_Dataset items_
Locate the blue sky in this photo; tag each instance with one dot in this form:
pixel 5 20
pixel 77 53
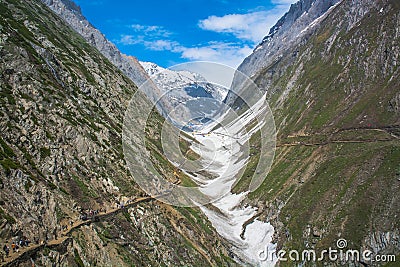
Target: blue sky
pixel 178 31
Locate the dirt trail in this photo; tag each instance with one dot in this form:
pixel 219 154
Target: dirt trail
pixel 26 251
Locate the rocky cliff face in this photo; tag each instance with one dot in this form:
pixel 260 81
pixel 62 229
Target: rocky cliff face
pixel 71 13
pixel 62 105
pixel 331 73
pixel 287 32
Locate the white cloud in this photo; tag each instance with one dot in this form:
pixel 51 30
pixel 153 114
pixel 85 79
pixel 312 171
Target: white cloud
pixel 283 2
pixel 230 54
pixel 251 26
pixel 150 30
pixel 226 53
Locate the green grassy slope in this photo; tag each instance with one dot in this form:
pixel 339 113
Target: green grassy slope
pixel 335 99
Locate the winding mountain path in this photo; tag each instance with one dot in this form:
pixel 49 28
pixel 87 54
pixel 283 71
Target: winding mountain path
pixel 26 252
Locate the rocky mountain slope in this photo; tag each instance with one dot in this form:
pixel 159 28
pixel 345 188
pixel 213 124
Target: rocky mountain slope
pixel 71 13
pixel 331 73
pixel 62 106
pixel 191 98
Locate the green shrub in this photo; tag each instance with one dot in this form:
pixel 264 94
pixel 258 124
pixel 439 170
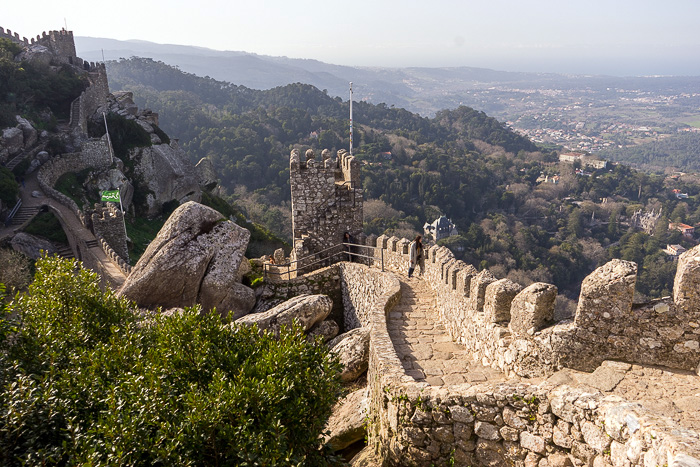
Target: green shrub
pixel 21 168
pixel 125 134
pixel 85 382
pixel 164 138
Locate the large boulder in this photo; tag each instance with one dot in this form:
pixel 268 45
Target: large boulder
pixel 31 246
pixel 353 349
pixel 347 423
pixel 167 174
pixel 194 259
pixel 307 310
pixel 12 140
pixel 28 132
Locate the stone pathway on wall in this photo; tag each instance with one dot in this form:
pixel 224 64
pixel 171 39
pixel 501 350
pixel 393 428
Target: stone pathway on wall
pixel 424 346
pixel 671 393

_GOAL OF THE EXERCISE_
In the records above, find the line containing "pixel 439 170". Reproduce it and every line after it through the last line, omitting pictures.

_SOLVED PROBLEM_
pixel 439 170
Target: green shrub
pixel 21 168
pixel 125 134
pixel 85 382
pixel 164 138
Locate the large boulder in this photo; tag each instance with one dot in this form:
pixel 268 45
Target: large boulder
pixel 31 246
pixel 353 349
pixel 347 423
pixel 167 174
pixel 194 259
pixel 307 310
pixel 12 140
pixel 28 132
Locate the stone pathway on wall in this photo; tag each instance with one dot in this form:
pixel 224 64
pixel 171 39
pixel 501 350
pixel 393 428
Target: stone pathway on wall
pixel 424 346
pixel 671 393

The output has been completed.